Give again, word for word, every line below from the one that has "search: blue event structure" through the one that has "search: traffic light", both included, and no others.

#### Text-to-region grounding data:

- - -

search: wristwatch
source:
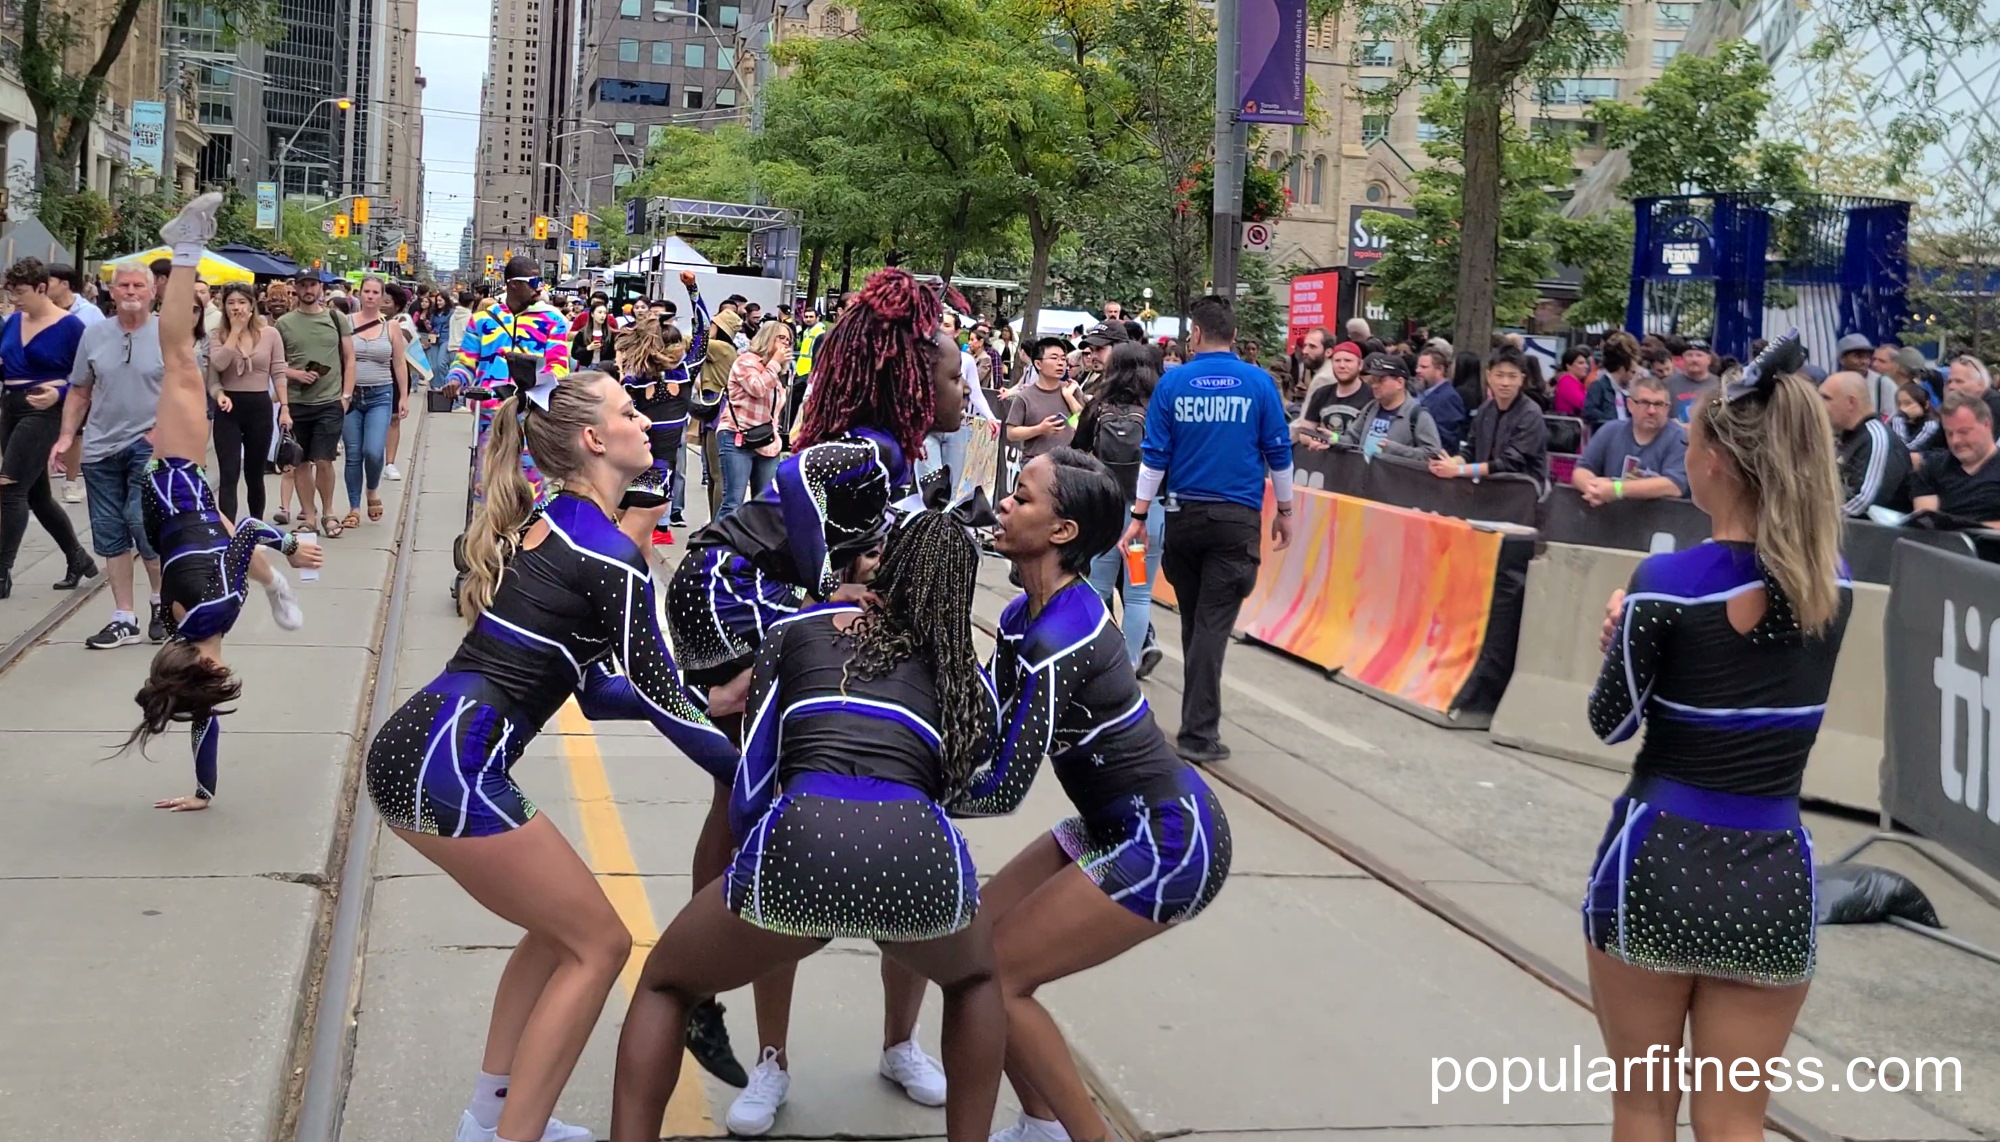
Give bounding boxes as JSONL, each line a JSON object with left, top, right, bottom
{"left": 1130, "top": 507, "right": 1148, "bottom": 521}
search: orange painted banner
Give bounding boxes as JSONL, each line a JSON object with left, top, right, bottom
{"left": 1155, "top": 485, "right": 1505, "bottom": 716}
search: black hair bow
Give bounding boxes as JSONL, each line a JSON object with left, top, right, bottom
{"left": 923, "top": 481, "right": 998, "bottom": 530}
{"left": 1726, "top": 328, "right": 1806, "bottom": 404}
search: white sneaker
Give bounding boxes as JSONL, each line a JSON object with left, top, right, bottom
{"left": 724, "top": 1047, "right": 790, "bottom": 1137}
{"left": 453, "top": 1109, "right": 594, "bottom": 1142}
{"left": 263, "top": 574, "right": 303, "bottom": 631}
{"left": 161, "top": 191, "right": 223, "bottom": 246}
{"left": 989, "top": 1113, "right": 1071, "bottom": 1142}
{"left": 62, "top": 480, "right": 82, "bottom": 503}
{"left": 879, "top": 1028, "right": 946, "bottom": 1106}
{"left": 383, "top": 463, "right": 402, "bottom": 481}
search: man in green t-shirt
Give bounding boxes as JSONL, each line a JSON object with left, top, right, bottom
{"left": 275, "top": 271, "right": 355, "bottom": 532}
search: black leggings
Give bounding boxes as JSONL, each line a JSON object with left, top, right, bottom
{"left": 0, "top": 387, "right": 85, "bottom": 574}
{"left": 212, "top": 388, "right": 276, "bottom": 521}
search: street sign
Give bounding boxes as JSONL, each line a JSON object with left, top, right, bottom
{"left": 321, "top": 217, "right": 336, "bottom": 235}
{"left": 1242, "top": 220, "right": 1273, "bottom": 253}
{"left": 568, "top": 239, "right": 599, "bottom": 250}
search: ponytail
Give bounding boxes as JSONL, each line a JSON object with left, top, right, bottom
{"left": 459, "top": 396, "right": 537, "bottom": 620}
{"left": 458, "top": 373, "right": 616, "bottom": 621}
{"left": 1694, "top": 372, "right": 1844, "bottom": 633}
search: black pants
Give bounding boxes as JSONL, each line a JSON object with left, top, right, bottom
{"left": 213, "top": 389, "right": 276, "bottom": 521}
{"left": 0, "top": 386, "right": 85, "bottom": 575}
{"left": 1161, "top": 500, "right": 1262, "bottom": 750}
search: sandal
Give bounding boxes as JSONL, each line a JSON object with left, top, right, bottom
{"left": 340, "top": 510, "right": 362, "bottom": 532}
{"left": 273, "top": 509, "right": 290, "bottom": 526}
{"left": 291, "top": 521, "right": 317, "bottom": 536}
{"left": 366, "top": 496, "right": 383, "bottom": 523}
{"left": 321, "top": 514, "right": 345, "bottom": 538}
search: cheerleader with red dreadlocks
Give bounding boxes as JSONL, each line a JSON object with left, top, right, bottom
{"left": 657, "top": 267, "right": 969, "bottom": 1102}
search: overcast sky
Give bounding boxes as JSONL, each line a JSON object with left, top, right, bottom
{"left": 416, "top": 0, "right": 485, "bottom": 269}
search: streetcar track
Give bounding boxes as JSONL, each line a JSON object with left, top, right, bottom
{"left": 0, "top": 575, "right": 106, "bottom": 681}
{"left": 290, "top": 408, "right": 432, "bottom": 1142}
{"left": 966, "top": 601, "right": 1842, "bottom": 1142}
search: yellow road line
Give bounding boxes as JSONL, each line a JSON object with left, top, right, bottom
{"left": 557, "top": 699, "right": 718, "bottom": 1137}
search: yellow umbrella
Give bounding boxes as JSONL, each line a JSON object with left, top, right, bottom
{"left": 97, "top": 246, "right": 255, "bottom": 286}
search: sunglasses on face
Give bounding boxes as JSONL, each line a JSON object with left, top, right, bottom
{"left": 507, "top": 276, "right": 543, "bottom": 290}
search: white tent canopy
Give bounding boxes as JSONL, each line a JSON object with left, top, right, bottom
{"left": 1008, "top": 308, "right": 1183, "bottom": 340}
{"left": 606, "top": 237, "right": 713, "bottom": 273}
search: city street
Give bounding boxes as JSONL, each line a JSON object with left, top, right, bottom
{"left": 0, "top": 407, "right": 1994, "bottom": 1142}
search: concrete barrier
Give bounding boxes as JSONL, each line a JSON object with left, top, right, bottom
{"left": 1489, "top": 542, "right": 1886, "bottom": 814}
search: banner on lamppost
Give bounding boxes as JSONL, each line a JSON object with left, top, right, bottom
{"left": 255, "top": 182, "right": 279, "bottom": 230}
{"left": 131, "top": 100, "right": 167, "bottom": 175}
{"left": 1237, "top": 0, "right": 1308, "bottom": 125}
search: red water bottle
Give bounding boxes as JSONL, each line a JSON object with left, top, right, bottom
{"left": 1124, "top": 540, "right": 1148, "bottom": 587}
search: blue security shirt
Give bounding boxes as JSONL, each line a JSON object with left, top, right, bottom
{"left": 1142, "top": 351, "right": 1293, "bottom": 511}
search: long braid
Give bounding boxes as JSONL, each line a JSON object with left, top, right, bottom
{"left": 841, "top": 511, "right": 987, "bottom": 794}
{"left": 796, "top": 267, "right": 955, "bottom": 460}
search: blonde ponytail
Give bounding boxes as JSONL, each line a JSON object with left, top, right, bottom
{"left": 457, "top": 372, "right": 617, "bottom": 621}
{"left": 459, "top": 397, "right": 535, "bottom": 620}
{"left": 1694, "top": 372, "right": 1845, "bottom": 632}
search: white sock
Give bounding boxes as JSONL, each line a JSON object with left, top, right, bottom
{"left": 171, "top": 242, "right": 204, "bottom": 268}
{"left": 112, "top": 609, "right": 135, "bottom": 626}
{"left": 1022, "top": 1114, "right": 1070, "bottom": 1141}
{"left": 149, "top": 593, "right": 161, "bottom": 605}
{"left": 470, "top": 1071, "right": 508, "bottom": 1131}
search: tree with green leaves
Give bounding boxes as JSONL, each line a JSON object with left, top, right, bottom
{"left": 1362, "top": 88, "right": 1572, "bottom": 334}
{"left": 1590, "top": 40, "right": 1807, "bottom": 200}
{"left": 1333, "top": 0, "right": 1624, "bottom": 350}
{"left": 9, "top": 0, "right": 278, "bottom": 256}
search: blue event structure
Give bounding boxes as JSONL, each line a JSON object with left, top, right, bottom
{"left": 1625, "top": 193, "right": 1910, "bottom": 369}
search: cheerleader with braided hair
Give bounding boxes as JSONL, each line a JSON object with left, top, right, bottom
{"left": 613, "top": 506, "right": 1003, "bottom": 1142}
{"left": 660, "top": 265, "right": 969, "bottom": 1091}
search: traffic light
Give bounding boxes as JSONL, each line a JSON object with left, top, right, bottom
{"left": 533, "top": 216, "right": 549, "bottom": 241}
{"left": 397, "top": 241, "right": 409, "bottom": 265}
{"left": 571, "top": 213, "right": 589, "bottom": 241}
{"left": 352, "top": 196, "right": 370, "bottom": 225}
{"left": 332, "top": 214, "right": 350, "bottom": 238}
{"left": 485, "top": 254, "right": 495, "bottom": 274}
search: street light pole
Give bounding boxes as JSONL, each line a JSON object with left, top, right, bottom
{"left": 1209, "top": 0, "right": 1245, "bottom": 299}
{"left": 277, "top": 97, "right": 352, "bottom": 202}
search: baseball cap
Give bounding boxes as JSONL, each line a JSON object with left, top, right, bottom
{"left": 1684, "top": 338, "right": 1712, "bottom": 352}
{"left": 1331, "top": 340, "right": 1364, "bottom": 359}
{"left": 1835, "top": 333, "right": 1874, "bottom": 355}
{"left": 1362, "top": 352, "right": 1410, "bottom": 378}
{"left": 1081, "top": 321, "right": 1128, "bottom": 347}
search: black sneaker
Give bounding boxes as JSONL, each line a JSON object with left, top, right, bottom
{"left": 685, "top": 997, "right": 749, "bottom": 1087}
{"left": 85, "top": 619, "right": 142, "bottom": 649}
{"left": 1176, "top": 740, "right": 1232, "bottom": 765}
{"left": 149, "top": 602, "right": 169, "bottom": 643}
{"left": 669, "top": 512, "right": 687, "bottom": 528}
{"left": 1136, "top": 644, "right": 1164, "bottom": 680}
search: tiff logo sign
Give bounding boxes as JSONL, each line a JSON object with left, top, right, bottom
{"left": 1933, "top": 600, "right": 2000, "bottom": 822}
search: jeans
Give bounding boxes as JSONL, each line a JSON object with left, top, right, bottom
{"left": 81, "top": 439, "right": 158, "bottom": 561}
{"left": 717, "top": 434, "right": 779, "bottom": 521}
{"left": 916, "top": 424, "right": 971, "bottom": 493}
{"left": 1160, "top": 500, "right": 1263, "bottom": 749}
{"left": 343, "top": 383, "right": 396, "bottom": 509}
{"left": 1086, "top": 506, "right": 1164, "bottom": 666}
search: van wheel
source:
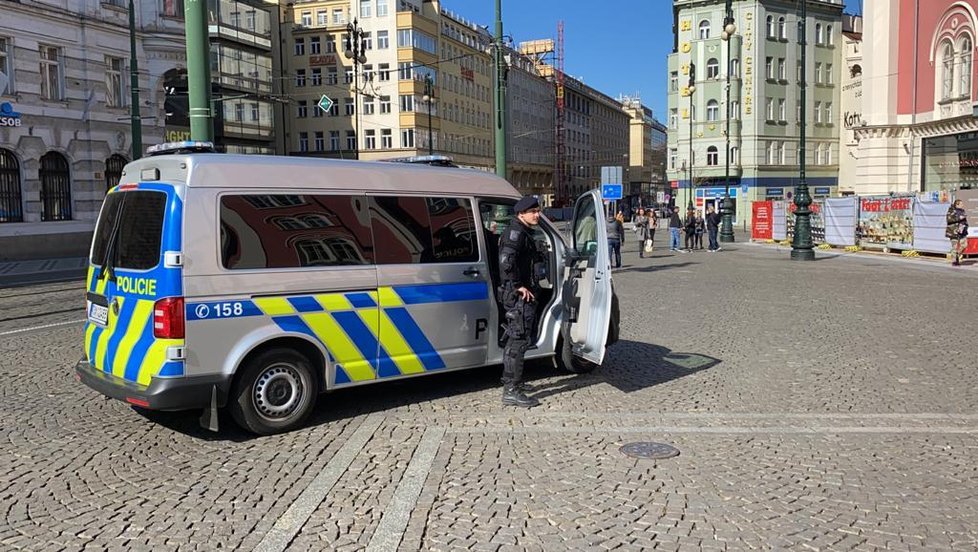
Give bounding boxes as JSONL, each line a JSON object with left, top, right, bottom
{"left": 556, "top": 333, "right": 599, "bottom": 374}
{"left": 229, "top": 348, "right": 317, "bottom": 435}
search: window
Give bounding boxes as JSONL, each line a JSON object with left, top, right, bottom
{"left": 345, "top": 98, "right": 354, "bottom": 115}
{"left": 377, "top": 0, "right": 389, "bottom": 16}
{"left": 779, "top": 98, "right": 786, "bottom": 121}
{"left": 730, "top": 146, "right": 739, "bottom": 166}
{"left": 778, "top": 58, "right": 786, "bottom": 81}
{"left": 378, "top": 63, "right": 390, "bottom": 81}
{"left": 814, "top": 101, "right": 822, "bottom": 123}
{"left": 39, "top": 151, "right": 71, "bottom": 221}
{"left": 767, "top": 15, "right": 776, "bottom": 38}
{"left": 943, "top": 41, "right": 954, "bottom": 100}
{"left": 311, "top": 68, "right": 322, "bottom": 86}
{"left": 699, "top": 20, "right": 711, "bottom": 40}
{"left": 0, "top": 37, "right": 12, "bottom": 95}
{"left": 778, "top": 17, "right": 786, "bottom": 40}
{"left": 363, "top": 97, "right": 375, "bottom": 115}
{"left": 363, "top": 32, "right": 373, "bottom": 50}
{"left": 345, "top": 69, "right": 353, "bottom": 84}
{"left": 706, "top": 100, "right": 719, "bottom": 121}
{"left": 730, "top": 100, "right": 740, "bottom": 119}
{"left": 332, "top": 8, "right": 344, "bottom": 25}
{"left": 105, "top": 56, "right": 125, "bottom": 107}
{"left": 816, "top": 23, "right": 824, "bottom": 45}
{"left": 296, "top": 69, "right": 306, "bottom": 87}
{"left": 815, "top": 143, "right": 824, "bottom": 165}
{"left": 297, "top": 100, "right": 308, "bottom": 118}
{"left": 815, "top": 62, "right": 823, "bottom": 84}
{"left": 827, "top": 25, "right": 834, "bottom": 46}
{"left": 402, "top": 128, "right": 415, "bottom": 148}
{"left": 377, "top": 30, "right": 389, "bottom": 49}
{"left": 299, "top": 132, "right": 309, "bottom": 152}
{"left": 731, "top": 58, "right": 740, "bottom": 77}
{"left": 768, "top": 141, "right": 779, "bottom": 165}
{"left": 827, "top": 64, "right": 833, "bottom": 84}
{"left": 707, "top": 58, "right": 719, "bottom": 79}
{"left": 766, "top": 98, "right": 775, "bottom": 120}
{"left": 327, "top": 67, "right": 338, "bottom": 85}
{"left": 360, "top": 0, "right": 372, "bottom": 18}
{"left": 825, "top": 102, "right": 833, "bottom": 123}
{"left": 780, "top": 142, "right": 787, "bottom": 165}
{"left": 310, "top": 37, "right": 321, "bottom": 54}
{"left": 0, "top": 149, "right": 23, "bottom": 223}
{"left": 669, "top": 148, "right": 677, "bottom": 170}
{"left": 325, "top": 34, "right": 337, "bottom": 53}
{"left": 670, "top": 71, "right": 679, "bottom": 92}
{"left": 399, "top": 94, "right": 415, "bottom": 112}
{"left": 369, "top": 196, "right": 477, "bottom": 264}
{"left": 825, "top": 144, "right": 832, "bottom": 165}
{"left": 381, "top": 129, "right": 392, "bottom": 148}
{"left": 797, "top": 100, "right": 802, "bottom": 122}
{"left": 104, "top": 154, "right": 127, "bottom": 191}
{"left": 314, "top": 131, "right": 325, "bottom": 152}
{"left": 90, "top": 191, "right": 165, "bottom": 270}
{"left": 380, "top": 95, "right": 391, "bottom": 113}
{"left": 220, "top": 195, "right": 374, "bottom": 269}
{"left": 300, "top": 11, "right": 312, "bottom": 26}
{"left": 161, "top": 0, "right": 185, "bottom": 18}
{"left": 251, "top": 102, "right": 260, "bottom": 121}
{"left": 39, "top": 45, "right": 63, "bottom": 100}
{"left": 294, "top": 38, "right": 305, "bottom": 56}
{"left": 365, "top": 129, "right": 376, "bottom": 149}
{"left": 330, "top": 131, "right": 340, "bottom": 151}
{"left": 317, "top": 10, "right": 328, "bottom": 26}
{"left": 346, "top": 130, "right": 357, "bottom": 150}
{"left": 962, "top": 37, "right": 973, "bottom": 99}
{"left": 797, "top": 61, "right": 803, "bottom": 83}
{"left": 707, "top": 146, "right": 718, "bottom": 166}
{"left": 766, "top": 57, "right": 774, "bottom": 79}
{"left": 670, "top": 108, "right": 678, "bottom": 129}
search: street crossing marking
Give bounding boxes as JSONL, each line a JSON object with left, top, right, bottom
{"left": 0, "top": 318, "right": 86, "bottom": 337}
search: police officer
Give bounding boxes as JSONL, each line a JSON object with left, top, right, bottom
{"left": 498, "top": 196, "right": 543, "bottom": 408}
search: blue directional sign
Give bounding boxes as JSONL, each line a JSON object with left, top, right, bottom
{"left": 317, "top": 94, "right": 334, "bottom": 114}
{"left": 601, "top": 183, "right": 623, "bottom": 200}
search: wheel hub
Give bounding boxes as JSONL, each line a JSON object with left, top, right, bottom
{"left": 253, "top": 364, "right": 303, "bottom": 420}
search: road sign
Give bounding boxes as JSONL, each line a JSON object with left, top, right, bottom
{"left": 601, "top": 183, "right": 623, "bottom": 200}
{"left": 317, "top": 94, "right": 334, "bottom": 114}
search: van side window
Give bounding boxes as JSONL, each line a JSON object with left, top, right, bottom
{"left": 369, "top": 196, "right": 478, "bottom": 264}
{"left": 220, "top": 194, "right": 374, "bottom": 269}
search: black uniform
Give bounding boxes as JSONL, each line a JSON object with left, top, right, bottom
{"left": 498, "top": 219, "right": 539, "bottom": 388}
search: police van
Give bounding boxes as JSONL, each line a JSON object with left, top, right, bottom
{"left": 76, "top": 141, "right": 619, "bottom": 435}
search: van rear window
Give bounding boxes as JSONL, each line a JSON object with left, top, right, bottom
{"left": 90, "top": 191, "right": 166, "bottom": 270}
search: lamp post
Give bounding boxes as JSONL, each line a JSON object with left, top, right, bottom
{"left": 687, "top": 63, "right": 696, "bottom": 212}
{"left": 791, "top": 0, "right": 815, "bottom": 260}
{"left": 423, "top": 74, "right": 435, "bottom": 155}
{"left": 345, "top": 18, "right": 367, "bottom": 160}
{"left": 719, "top": 1, "right": 736, "bottom": 242}
{"left": 128, "top": 0, "right": 142, "bottom": 159}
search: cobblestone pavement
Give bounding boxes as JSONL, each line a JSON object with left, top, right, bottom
{"left": 1, "top": 242, "right": 977, "bottom": 551}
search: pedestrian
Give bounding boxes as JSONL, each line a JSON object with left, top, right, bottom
{"left": 635, "top": 208, "right": 651, "bottom": 258}
{"left": 694, "top": 211, "right": 706, "bottom": 250}
{"left": 668, "top": 208, "right": 683, "bottom": 252}
{"left": 684, "top": 208, "right": 697, "bottom": 251}
{"left": 706, "top": 205, "right": 722, "bottom": 251}
{"left": 497, "top": 196, "right": 543, "bottom": 407}
{"left": 946, "top": 199, "right": 969, "bottom": 266}
{"left": 646, "top": 208, "right": 658, "bottom": 249}
{"left": 607, "top": 210, "right": 625, "bottom": 268}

- - -

#### COMPLETED TASK:
search: blue event structure
Give bounding boxes as JSONL, each line a JSON object with left, top, right, bottom
{"left": 1625, "top": 193, "right": 1910, "bottom": 369}
search: cheerleader with braided hair
Give bounding boxes as JSONL, each line a JSON object with left, top, right, bottom
{"left": 613, "top": 506, "right": 1003, "bottom": 1142}
{"left": 660, "top": 265, "right": 969, "bottom": 1091}
search: traffic light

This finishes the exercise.